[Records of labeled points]
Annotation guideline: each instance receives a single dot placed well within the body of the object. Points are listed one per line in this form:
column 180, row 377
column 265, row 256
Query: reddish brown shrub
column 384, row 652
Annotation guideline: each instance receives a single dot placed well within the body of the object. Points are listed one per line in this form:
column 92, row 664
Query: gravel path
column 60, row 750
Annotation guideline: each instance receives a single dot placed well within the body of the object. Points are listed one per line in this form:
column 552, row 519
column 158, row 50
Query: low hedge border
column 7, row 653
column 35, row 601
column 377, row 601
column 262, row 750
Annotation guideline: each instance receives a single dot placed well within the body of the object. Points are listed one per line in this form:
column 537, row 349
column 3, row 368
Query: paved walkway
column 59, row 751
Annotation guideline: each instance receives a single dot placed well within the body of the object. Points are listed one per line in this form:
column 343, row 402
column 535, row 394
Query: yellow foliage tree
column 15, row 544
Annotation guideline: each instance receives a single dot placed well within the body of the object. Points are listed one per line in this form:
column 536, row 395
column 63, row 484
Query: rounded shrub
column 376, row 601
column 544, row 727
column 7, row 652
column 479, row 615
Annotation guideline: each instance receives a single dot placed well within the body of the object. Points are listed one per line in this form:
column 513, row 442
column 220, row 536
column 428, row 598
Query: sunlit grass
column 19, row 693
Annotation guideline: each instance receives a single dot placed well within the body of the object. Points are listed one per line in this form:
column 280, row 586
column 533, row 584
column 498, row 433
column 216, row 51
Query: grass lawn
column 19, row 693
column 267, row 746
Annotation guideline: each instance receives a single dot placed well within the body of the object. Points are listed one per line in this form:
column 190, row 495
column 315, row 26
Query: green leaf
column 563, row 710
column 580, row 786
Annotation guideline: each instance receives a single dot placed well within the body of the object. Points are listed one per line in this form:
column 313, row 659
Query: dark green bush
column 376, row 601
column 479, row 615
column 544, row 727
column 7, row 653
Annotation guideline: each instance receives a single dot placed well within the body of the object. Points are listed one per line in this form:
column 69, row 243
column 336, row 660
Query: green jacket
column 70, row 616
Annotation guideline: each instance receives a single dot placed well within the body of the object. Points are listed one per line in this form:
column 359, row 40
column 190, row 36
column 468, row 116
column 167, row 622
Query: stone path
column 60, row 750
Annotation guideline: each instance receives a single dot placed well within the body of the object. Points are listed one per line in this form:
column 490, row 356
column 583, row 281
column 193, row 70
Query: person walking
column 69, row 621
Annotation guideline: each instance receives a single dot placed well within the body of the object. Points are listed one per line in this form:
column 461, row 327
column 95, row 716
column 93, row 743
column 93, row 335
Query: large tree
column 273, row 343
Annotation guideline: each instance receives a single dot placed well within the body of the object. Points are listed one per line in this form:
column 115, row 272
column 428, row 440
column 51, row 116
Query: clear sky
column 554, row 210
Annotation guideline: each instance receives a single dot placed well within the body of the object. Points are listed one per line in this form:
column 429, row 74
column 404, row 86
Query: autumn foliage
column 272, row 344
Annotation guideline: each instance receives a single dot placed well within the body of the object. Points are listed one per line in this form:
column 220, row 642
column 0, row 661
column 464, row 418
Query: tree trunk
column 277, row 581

# Instructions for the task:
Restate the whole of the material exactly.

# Final result:
Annotation guideline: each instance receives a single dot placed well within the body of the object. Points are listed one per line in this form:
column 180, row 377
column 265, row 256
Query: reddish brown shrub
column 384, row 652
Annotation guideline: each instance receives a single dot placed well within the body of the object. Points are listed one per line in this form:
column 92, row 664
Query: gravel path
column 60, row 750
Annotation guideline: each instance receives a single dot placed well within the body of the object. Points are listed one per line in this form:
column 552, row 519
column 158, row 50
Query: low hedge border
column 7, row 653
column 35, row 601
column 377, row 601
column 262, row 750
Annotation guideline: each instance receives a single dot placed well within the body of the object. Points are listed one per line in this form:
column 537, row 349
column 3, row 368
Query: paved walkway
column 59, row 751
Annotation guideline: each instance receives a single dot placed well within the body of the object. Points are listed one per line in this form:
column 343, row 402
column 535, row 394
Query: yellow foliage tree
column 15, row 544
Annotation guideline: each instance receives a single dot placed well within the body of the object. Points are listed one per line in this form:
column 536, row 395
column 63, row 484
Query: rounded shrub
column 376, row 601
column 544, row 727
column 7, row 652
column 479, row 615
Annotation guideline: each instance receives a single dot placed well within the body of the object. Points are listed one per line in this form:
column 513, row 442
column 220, row 536
column 428, row 598
Query: sunlit grass
column 19, row 693
Annotation guideline: each instance receives a single dot placed well within the body of the object. Points are listed one per line in this form:
column 280, row 586
column 533, row 584
column 498, row 433
column 216, row 51
Query: grass lawn
column 19, row 693
column 267, row 746
Annotation guideline: each instance receives a single dot placed well within the body of the object. Points are listed one per line in this form:
column 190, row 495
column 315, row 26
Query: green leaf
column 563, row 710
column 580, row 786
Annotation guideline: each instance receives a single dot placed well within the body of the object. Points are listed one per line in this form:
column 313, row 659
Query: dark green bush
column 376, row 601
column 479, row 615
column 544, row 727
column 7, row 653
Annotation guideline: each instance receives a single dot placed well within the body of the object. Points are listed one per line in this form:
column 69, row 243
column 336, row 660
Query: green jacket
column 70, row 616
Annotation guideline: each instance receives a single dot placed well within the body of the object. Points are listed one per line in this form:
column 359, row 40
column 190, row 36
column 468, row 116
column 167, row 622
Query: stone path
column 60, row 750
Annotation guideline: each instance receives a single dot placed well within the body of the object. Points are listed one per line in this form:
column 490, row 356
column 583, row 281
column 193, row 70
Query: person walking
column 69, row 621
Annotation guideline: each instance receives a single dot placed well within the body of the object. Points are listed one per line in this form:
column 461, row 327
column 95, row 716
column 93, row 743
column 93, row 335
Query: large tree
column 273, row 343
Annotation guideline: each instance receives a single dot placed well within the body of the object. Points are listed one per line in this form:
column 115, row 272
column 428, row 440
column 51, row 116
Query: clear sky
column 554, row 210
Annotation guideline: each instance receives a single dot placed well within the body of the object. Points are listed one per line in this form:
column 429, row 74
column 404, row 86
Query: autumn foliage
column 272, row 344
Annotation guideline: each instance receives a single dot placed well within the body of the object. Points are listed one per line in this form:
column 220, row 642
column 0, row 661
column 464, row 418
Query: tree trunk
column 277, row 581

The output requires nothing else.